* EXERCICE PROPOSÉ *
Recopiez sans rien modifier le passage du texte sur les femmes dans le BTP, de « L’histoire de la » à « changement se profile. ».

**** TEXTE DE LA PAGE

Il est grand temps d’attirer une nouvelle génération de femmes dans le BTP.
L’histoire de la construction, pour autant qu’on puisse en juger, remonte à l’Âge de pierre, époque à laquelle les pierres faisaient office de protomarteaux. Les pierres dures servaient à casser les pierres plus friables, le travail du fer fit son apparition, les clous en métal furent inventés… ainsi commença la construction. Pratiquement deux millions d’années plus tard, le manche du marteau fut inventé, suivi par la forge, la ferronnerie, et la Révolution industrielle, qui donnèrent naissance à la construction telle que nous la connaissons, et qui demeure dominée par le sexe masculin.
Alors que le BTP évoque encore des images d’hommes en sueur portant un casque, l’idée que cette industrie est, et a toujours été, le pré carré des hommes, est en train de disparaître. La disparité persiste entre le nombre d’hommes et de femmes, mais un grand changement se profile.
Miron Construction change la donne
Créée en 1918, la société Miron Construction, basée dans le Wisconsin aux États-Unis, s’apprête à fêter son centenaire alors qu’elle est au sommet de cette déferlante. En poussant une génération d’ouvriers plus jeunes vers la construction, notamment des femmes, Miron cherche à combler la pénurie de main-d’œuvre qualifiée et spécialisée, et s’engage à promouvoir des innovations techniques qui peuvent participer à la diversification future du secteur.

********
**** DONNÉES FOURNIES

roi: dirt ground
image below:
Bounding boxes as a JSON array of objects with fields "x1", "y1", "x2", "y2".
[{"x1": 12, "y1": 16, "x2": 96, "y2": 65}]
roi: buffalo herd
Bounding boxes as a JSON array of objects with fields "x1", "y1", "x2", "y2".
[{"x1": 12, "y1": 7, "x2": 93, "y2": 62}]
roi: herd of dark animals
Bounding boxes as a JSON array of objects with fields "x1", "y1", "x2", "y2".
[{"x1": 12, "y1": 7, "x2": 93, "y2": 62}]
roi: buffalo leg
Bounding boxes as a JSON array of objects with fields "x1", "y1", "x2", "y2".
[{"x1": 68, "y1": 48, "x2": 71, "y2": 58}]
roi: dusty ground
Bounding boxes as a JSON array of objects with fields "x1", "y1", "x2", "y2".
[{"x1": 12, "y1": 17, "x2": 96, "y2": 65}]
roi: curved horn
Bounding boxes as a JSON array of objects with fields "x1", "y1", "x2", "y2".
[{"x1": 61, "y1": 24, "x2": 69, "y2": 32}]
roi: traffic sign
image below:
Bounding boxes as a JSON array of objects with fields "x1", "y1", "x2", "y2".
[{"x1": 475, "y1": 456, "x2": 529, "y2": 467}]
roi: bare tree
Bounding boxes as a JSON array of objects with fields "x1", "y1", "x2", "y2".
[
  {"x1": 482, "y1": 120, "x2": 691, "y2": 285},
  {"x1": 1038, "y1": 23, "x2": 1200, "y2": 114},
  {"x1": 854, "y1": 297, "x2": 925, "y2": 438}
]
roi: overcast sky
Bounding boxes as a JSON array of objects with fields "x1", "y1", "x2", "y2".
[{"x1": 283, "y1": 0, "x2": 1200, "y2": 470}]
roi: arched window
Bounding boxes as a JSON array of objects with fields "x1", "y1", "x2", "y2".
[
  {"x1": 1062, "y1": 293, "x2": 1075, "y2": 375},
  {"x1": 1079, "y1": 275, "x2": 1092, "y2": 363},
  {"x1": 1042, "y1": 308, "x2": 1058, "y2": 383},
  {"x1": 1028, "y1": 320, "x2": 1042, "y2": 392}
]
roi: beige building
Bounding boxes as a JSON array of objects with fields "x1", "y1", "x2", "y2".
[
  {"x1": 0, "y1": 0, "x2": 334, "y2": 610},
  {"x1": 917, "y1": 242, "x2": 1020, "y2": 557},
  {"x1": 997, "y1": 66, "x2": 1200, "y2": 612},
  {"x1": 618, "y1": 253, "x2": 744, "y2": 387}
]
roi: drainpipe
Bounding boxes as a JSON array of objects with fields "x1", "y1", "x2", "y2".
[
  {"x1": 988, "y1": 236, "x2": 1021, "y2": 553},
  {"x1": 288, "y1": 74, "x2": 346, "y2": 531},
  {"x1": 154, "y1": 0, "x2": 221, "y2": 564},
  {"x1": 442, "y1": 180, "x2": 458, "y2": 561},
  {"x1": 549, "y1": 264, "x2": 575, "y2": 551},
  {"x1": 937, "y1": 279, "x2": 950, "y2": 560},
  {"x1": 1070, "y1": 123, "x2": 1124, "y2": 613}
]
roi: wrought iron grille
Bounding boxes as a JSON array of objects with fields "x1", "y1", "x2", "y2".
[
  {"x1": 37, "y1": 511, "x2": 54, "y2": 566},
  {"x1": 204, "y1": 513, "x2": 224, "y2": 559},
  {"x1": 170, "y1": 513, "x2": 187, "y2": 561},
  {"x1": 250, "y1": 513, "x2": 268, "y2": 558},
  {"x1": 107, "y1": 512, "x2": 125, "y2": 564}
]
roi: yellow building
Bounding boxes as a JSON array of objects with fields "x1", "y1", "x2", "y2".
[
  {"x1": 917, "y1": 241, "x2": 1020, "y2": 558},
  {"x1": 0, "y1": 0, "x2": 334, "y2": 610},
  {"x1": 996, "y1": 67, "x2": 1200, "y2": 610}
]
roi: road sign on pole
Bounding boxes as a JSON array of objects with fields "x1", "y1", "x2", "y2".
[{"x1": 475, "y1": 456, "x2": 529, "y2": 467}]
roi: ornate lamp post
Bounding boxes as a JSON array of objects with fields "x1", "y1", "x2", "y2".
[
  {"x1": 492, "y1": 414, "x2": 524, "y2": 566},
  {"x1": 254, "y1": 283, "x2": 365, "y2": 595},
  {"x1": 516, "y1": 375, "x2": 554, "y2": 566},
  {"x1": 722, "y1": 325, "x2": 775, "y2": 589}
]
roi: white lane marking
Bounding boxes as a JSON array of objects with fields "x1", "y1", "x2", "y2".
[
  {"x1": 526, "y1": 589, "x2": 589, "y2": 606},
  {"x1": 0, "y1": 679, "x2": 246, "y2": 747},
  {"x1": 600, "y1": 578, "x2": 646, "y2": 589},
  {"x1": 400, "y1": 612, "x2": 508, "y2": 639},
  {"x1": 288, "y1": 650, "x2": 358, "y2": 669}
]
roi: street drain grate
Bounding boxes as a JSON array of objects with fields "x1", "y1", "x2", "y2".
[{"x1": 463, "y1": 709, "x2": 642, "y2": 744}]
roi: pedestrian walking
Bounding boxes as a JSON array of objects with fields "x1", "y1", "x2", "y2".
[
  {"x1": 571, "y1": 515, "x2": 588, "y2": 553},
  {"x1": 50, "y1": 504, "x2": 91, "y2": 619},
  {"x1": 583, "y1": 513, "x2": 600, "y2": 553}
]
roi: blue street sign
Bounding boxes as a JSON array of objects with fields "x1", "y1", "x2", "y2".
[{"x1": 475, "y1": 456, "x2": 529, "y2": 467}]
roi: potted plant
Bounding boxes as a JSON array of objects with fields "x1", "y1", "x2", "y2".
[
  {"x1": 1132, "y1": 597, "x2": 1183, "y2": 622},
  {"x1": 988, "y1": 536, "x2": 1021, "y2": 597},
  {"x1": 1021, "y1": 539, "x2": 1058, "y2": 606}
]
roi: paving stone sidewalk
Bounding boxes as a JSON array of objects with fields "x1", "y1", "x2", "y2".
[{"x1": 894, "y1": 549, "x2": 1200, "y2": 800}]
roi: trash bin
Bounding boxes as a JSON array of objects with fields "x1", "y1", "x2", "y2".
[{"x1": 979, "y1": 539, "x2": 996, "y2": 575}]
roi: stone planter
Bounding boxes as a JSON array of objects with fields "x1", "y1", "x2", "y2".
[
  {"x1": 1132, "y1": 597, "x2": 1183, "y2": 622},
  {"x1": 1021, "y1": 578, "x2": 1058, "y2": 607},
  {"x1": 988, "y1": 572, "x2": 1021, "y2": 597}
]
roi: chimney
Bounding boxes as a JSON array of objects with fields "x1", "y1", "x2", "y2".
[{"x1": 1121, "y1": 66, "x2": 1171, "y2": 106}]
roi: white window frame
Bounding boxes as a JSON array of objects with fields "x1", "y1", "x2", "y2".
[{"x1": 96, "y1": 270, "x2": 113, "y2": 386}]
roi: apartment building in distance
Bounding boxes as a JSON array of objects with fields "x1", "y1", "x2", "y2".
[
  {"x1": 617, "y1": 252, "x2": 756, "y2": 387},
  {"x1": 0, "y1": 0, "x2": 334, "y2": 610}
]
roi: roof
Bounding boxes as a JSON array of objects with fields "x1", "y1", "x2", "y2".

********

* SOLUTION PROPOSÉE *
L’histoire de la construction, pour autant qu’on puisse en juger, remonte à l’Âge de pierre, époque à laquelle les pierres faisaient office de protomarteaux. Les pierres dures servaient à casser les pierres plus friables, le travail du fer fit son apparition, les clous en métal furent inventés… ainsi commença la construction. Pratiquement deux millions d’années plus tard, le manche du marteau fut inventé, suivi par la forge, la ferronnerie, et la Révolution industrielle, qui donnèrent naissance à la construction telle que nous la connaissons, et qui demeure dominée par le sexe masculin.
Alors que le BTP évoque encore des images d’hommes en sueur portant un casque, l’idée que cette industrie est, et a toujours été, le pré carré des hommes, est en train de disparaître. La disparité persiste entre le nombre d’hommes et de femmes, mais un grand changement se profile.